- **MATERIAL**:
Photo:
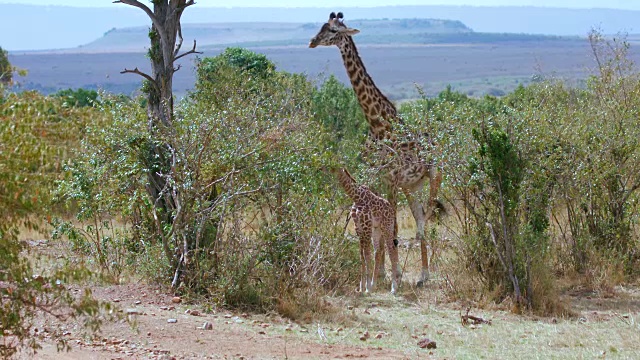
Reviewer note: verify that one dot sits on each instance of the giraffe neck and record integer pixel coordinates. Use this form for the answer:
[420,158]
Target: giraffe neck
[349,184]
[378,109]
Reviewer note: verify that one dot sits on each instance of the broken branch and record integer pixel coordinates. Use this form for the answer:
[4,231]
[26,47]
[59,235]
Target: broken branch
[192,51]
[465,319]
[144,75]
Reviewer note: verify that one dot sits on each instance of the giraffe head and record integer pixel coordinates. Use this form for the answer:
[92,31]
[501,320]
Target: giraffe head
[332,31]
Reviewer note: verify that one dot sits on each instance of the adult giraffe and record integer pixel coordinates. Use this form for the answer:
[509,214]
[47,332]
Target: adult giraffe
[408,171]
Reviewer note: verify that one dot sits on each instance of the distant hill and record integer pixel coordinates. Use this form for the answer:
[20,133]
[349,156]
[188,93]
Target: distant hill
[280,34]
[56,27]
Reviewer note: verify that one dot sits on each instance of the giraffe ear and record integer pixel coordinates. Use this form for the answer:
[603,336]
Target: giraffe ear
[349,31]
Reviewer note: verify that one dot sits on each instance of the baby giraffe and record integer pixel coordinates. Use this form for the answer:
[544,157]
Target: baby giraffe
[375,219]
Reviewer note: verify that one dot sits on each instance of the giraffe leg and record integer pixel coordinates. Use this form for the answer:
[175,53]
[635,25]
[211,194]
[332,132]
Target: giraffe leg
[378,248]
[363,230]
[392,248]
[419,215]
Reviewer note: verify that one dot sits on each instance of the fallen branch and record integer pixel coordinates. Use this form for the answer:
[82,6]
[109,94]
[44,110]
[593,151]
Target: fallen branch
[465,319]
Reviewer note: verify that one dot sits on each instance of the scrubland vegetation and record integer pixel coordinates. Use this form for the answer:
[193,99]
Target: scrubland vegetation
[539,185]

- **PROBLEM REQUIREMENTS**: Could you swap "Target" for "Label" everywhere in the records above, leaving everything else unchanged, and give them back with the pictures left out?

- **ANSWER FOR THE TASK**:
Photo:
Reviewer note: verify that one dot sits on each instance of the giraffe neck and record integer pixel coordinates. Use this form for the answer:
[420,158]
Label: giraffe neck
[349,184]
[378,109]
Reviewer note: verify that one dot sits on each instance of the broken branch and record integer pixel coordinates. Use this form for the answer:
[4,231]
[26,47]
[59,235]
Label: broken branch
[192,51]
[465,319]
[144,75]
Reviewer note: verify that one dot sits on each instance of the giraffe head and record integer pixel coordinates. Use this form for the answer:
[92,31]
[501,320]
Label: giraffe head
[332,31]
Reviewer note: verify that one dot sits on each instance of the adult giraffe and record integer pixel coordinates. Use this form for the answer:
[509,214]
[47,332]
Label: adult giraffe
[408,171]
Reviewer note: verify that one dot sits on each instance of the distant hill and record integer pixel coordinates. Use this form for the answer:
[20,133]
[349,156]
[188,93]
Label: distant hill
[280,34]
[56,27]
Reviewer note: verify that one dot sits on each instance of the giraffe ear and record integer pixel coordinates. Use this form for the answer:
[603,336]
Label: giraffe ear
[349,31]
Reviewer note: verify that one dot sits on each instance of the baby giraffe and record integer pixel coordinates. Use this form for the answer:
[544,157]
Label: baby giraffe
[375,219]
Reviewer note: verify that one dot sits on each instance of the giraffe leg and record integer pixel coordinates. Use this form for the answer:
[175,53]
[635,25]
[211,194]
[332,132]
Label: giraffe leg
[378,248]
[363,230]
[392,248]
[419,215]
Reviewer note: verify that one dot sits on each instance of the fallen branch and record integer pixel coordinates. Use this form for the answer:
[82,6]
[109,94]
[44,110]
[593,151]
Label: fallen branch
[465,319]
Reviewer note: verify that one dot sits on each instance of the scrubland vegetation and record integer pixel coordinates. Use this form for the answer:
[193,99]
Label: scrubland vegetation
[539,185]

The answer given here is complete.